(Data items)
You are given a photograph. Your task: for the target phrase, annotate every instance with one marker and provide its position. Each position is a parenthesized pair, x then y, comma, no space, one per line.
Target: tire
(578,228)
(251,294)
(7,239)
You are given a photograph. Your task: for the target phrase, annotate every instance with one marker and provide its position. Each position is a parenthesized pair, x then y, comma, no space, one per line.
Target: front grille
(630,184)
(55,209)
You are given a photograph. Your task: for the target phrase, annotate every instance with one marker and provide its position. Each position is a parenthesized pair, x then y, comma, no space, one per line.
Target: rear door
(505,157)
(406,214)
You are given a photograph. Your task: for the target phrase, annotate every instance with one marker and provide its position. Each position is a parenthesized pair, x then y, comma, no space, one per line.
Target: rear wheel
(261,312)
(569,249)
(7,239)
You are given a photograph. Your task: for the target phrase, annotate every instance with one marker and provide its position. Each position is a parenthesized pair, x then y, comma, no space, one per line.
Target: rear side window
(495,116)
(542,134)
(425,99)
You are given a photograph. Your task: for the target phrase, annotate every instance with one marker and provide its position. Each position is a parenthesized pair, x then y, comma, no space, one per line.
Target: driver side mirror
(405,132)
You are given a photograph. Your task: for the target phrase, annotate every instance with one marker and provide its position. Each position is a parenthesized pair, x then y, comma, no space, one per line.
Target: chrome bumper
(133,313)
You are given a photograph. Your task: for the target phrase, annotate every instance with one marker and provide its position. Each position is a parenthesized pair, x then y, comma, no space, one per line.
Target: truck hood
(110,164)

» **AIM OF THE EXERCISE**:
Nothing above should be left out; write out every record exactly.

» **TASK OUTPUT**:
You are given a photograph. Your task: for the target phrase, annotate every instance with one marker and provide its position. Each position is a parenthesized pair, x then y, comma, no space, one per line.
Target: tire
(578,228)
(251,294)
(7,239)
You are given a photograph. Your task: for the target phrase, annotate every instance with one marker and provide its position. Each position is a parenthesized pair, x then y, comma, no space, one per line.
Target: front grille
(630,184)
(55,209)
You are given a photograph. Your task: for the target phrase, annotate every instance with one marker and provide its position. Each position is a parenthesized pair, x then y, comma, no space, one per line.
Target: rear door
(505,157)
(406,214)
You are given a photograph. Your task: for the target phrase, annotate every instance with one marker and provide its position. Each position is a parenthesized pair, x then y, comma, no space, one per line.
Target: rear wheel
(261,312)
(569,249)
(7,239)
You are given a photograph. Your task: for the target phrase, annotate every instance with one marker and provide its position. Each position is a parenthesized pair, x then y, comma, no space, one per line.
Target: rear side window
(495,116)
(542,134)
(425,99)
You are given a photograph. Your task: for the target phrase, annotate every instance with one marker and provide its position. Each position is a parenthesized pair, x then y, comma, no space, one per line.
Target: driver side mirror
(405,132)
You are given a photograph. Your task: for the target phrase, annotate every instance with one marker and provide its position. Each position is a parenthesized pair, x then y, comma, no space, one per line.
Target: chrome bumper
(133,313)
You are given a photograph. Your task: for the target phrase, annotate every instance with one marker and provide its position. Each position is a parenthesized pair, x then y, comma, no space, one per line.
Target: truck hood
(110,164)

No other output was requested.